• [Given request] Can you lay out every line of the items below as a JSON list of strings, one string per line, leaving out blank lines?

• [The data]

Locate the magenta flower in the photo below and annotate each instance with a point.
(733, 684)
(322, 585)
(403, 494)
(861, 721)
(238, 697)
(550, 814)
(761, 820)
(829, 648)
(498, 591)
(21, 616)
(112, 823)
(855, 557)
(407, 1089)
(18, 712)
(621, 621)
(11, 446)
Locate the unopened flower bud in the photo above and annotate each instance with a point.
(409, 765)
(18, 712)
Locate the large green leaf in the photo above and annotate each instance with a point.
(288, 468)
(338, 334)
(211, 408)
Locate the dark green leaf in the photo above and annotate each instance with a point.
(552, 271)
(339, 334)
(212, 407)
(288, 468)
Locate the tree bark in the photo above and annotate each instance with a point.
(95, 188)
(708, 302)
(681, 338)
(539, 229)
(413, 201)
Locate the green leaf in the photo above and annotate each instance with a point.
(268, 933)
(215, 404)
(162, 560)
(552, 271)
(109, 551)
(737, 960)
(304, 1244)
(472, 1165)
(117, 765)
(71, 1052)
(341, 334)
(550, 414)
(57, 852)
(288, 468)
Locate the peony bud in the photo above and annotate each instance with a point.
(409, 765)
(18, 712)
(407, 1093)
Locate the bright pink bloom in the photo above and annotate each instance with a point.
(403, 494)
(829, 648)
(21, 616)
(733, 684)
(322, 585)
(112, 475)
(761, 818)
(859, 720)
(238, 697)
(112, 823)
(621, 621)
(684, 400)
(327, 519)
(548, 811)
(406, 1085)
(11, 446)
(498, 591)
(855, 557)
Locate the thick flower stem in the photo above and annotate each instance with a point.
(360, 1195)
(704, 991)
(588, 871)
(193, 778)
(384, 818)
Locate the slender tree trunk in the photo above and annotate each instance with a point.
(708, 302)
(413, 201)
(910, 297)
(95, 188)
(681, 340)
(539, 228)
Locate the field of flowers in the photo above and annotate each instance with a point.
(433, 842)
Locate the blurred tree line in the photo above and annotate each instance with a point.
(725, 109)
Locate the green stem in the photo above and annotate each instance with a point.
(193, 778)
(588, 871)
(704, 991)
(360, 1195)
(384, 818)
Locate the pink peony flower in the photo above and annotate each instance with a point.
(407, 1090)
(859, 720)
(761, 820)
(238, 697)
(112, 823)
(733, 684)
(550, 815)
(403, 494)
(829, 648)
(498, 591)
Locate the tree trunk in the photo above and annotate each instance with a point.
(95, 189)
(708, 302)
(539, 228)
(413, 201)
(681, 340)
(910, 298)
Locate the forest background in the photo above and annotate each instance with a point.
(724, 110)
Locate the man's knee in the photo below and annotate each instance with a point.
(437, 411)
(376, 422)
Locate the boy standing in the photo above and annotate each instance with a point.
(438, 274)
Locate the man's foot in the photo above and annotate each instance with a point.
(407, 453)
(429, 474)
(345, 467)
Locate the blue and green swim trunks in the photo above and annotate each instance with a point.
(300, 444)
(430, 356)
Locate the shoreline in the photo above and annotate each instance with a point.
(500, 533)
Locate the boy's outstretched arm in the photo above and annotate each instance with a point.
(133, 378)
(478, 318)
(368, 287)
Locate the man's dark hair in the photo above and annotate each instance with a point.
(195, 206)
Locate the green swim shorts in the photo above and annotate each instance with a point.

• [Right answer]
[
  "Locate the magenta flower in the photo below and annotate each instance with a point.",
  "(733, 684)",
  "(322, 585)",
  "(403, 494)",
  "(861, 721)",
  "(238, 697)",
  "(550, 814)",
  "(761, 820)",
  "(829, 648)",
  "(498, 591)",
  "(21, 616)",
  "(112, 823)",
  "(855, 557)",
  "(407, 1089)",
  "(18, 712)",
  "(621, 621)",
  "(11, 446)",
  "Locate the unopened flower bud in the photo above and annotate each instance with a point.",
  "(409, 765)",
  "(18, 712)",
  "Locate the large green leaf in the photo above and annotate each instance with a point.",
  "(288, 468)",
  "(338, 334)",
  "(211, 408)",
  "Locate the dark green leaf in the photo above and annotate each instance with a point.",
  "(552, 271)",
  "(339, 334)",
  "(212, 407)",
  "(288, 468)",
  "Locate the tree bark in the photo above and annotate each instance with a point.",
  "(95, 188)",
  "(708, 302)",
  "(681, 338)",
  "(539, 229)",
  "(413, 201)",
  "Locate the green leaf in the photo above and annotate each instance with a point.",
  "(268, 933)",
  "(215, 404)",
  "(162, 560)",
  "(552, 271)",
  "(109, 551)",
  "(737, 960)",
  "(304, 1244)",
  "(472, 1165)",
  "(117, 765)",
  "(71, 1052)",
  "(341, 334)",
  "(550, 414)",
  "(57, 852)",
  "(288, 468)",
  "Locate the peony bud in the photo above and annotate each instance with a point.",
  "(409, 765)",
  "(18, 712)",
  "(407, 1093)",
  "Locate the bright pink bloom in the photo above and annotate each instance with a point.",
  "(403, 494)",
  "(829, 648)",
  "(21, 616)",
  "(733, 684)",
  "(322, 585)",
  "(112, 475)",
  "(761, 818)",
  "(859, 720)",
  "(238, 697)",
  "(112, 823)",
  "(621, 621)",
  "(684, 400)",
  "(327, 519)",
  "(548, 811)",
  "(406, 1085)",
  "(11, 446)",
  "(498, 591)",
  "(855, 557)",
  "Locate the thick flower stem in the photo above and annotate each instance with a point.",
  "(360, 1195)",
  "(704, 991)",
  "(588, 871)",
  "(193, 778)",
  "(384, 818)",
  "Locate the slender tree trunk in the photo above and annotate each instance with a point.",
  "(708, 302)",
  "(413, 201)",
  "(910, 297)",
  "(95, 188)",
  "(681, 340)",
  "(539, 228)",
  "Locate the field of flowers in the photo above and annotate each instance with a point.",
  "(433, 842)",
  "Locate the blurred tree line in the photo above and annotate each instance with a point.",
  "(725, 109)",
  "Locate the green stem in the photo above and annotate each instance with a point.",
  "(193, 778)",
  "(588, 871)",
  "(704, 991)",
  "(360, 1195)",
  "(384, 818)",
  "Locate the pink peony flower in the photo above and annotate each instance with a point.",
  "(407, 1090)",
  "(859, 720)",
  "(761, 820)",
  "(238, 697)",
  "(112, 823)",
  "(733, 684)",
  "(550, 815)",
  "(403, 494)",
  "(829, 648)",
  "(498, 591)",
  "Locate the tree trunk in the photo above and annotate each instance with a point.",
  "(95, 189)",
  "(708, 302)",
  "(539, 228)",
  "(413, 201)",
  "(681, 340)",
  "(910, 298)",
  "Locate the forest background in the photo above and annotate each instance with a point.",
  "(724, 110)",
  "Locate the man's knee in the photo below and annotate each instance with a point.",
  "(437, 411)",
  "(376, 422)",
  "Locate the boy standing in the photo above and annotate each instance with a point.",
  "(438, 274)",
  "Locate the man's foot in the photo above and annotate each instance with a point.",
  "(407, 453)",
  "(429, 474)",
  "(345, 467)",
  "Locate the blue and green swim trunks in the photo above and annotate each instance with a point.",
  "(300, 444)",
  "(430, 356)",
  "Locate the shoreline in the photo above and annotate each instance with a point.",
  "(500, 533)",
  "Locate the boy's outstretched arm in the photo above and annotate each instance with a point.",
  "(133, 378)",
  "(478, 318)",
  "(368, 287)",
  "Locate the man's dark hair in the photo above and annotate each instance with a point.",
  "(195, 206)",
  "Locate the green swim shorts in the photo above and annotate each instance with a point."
]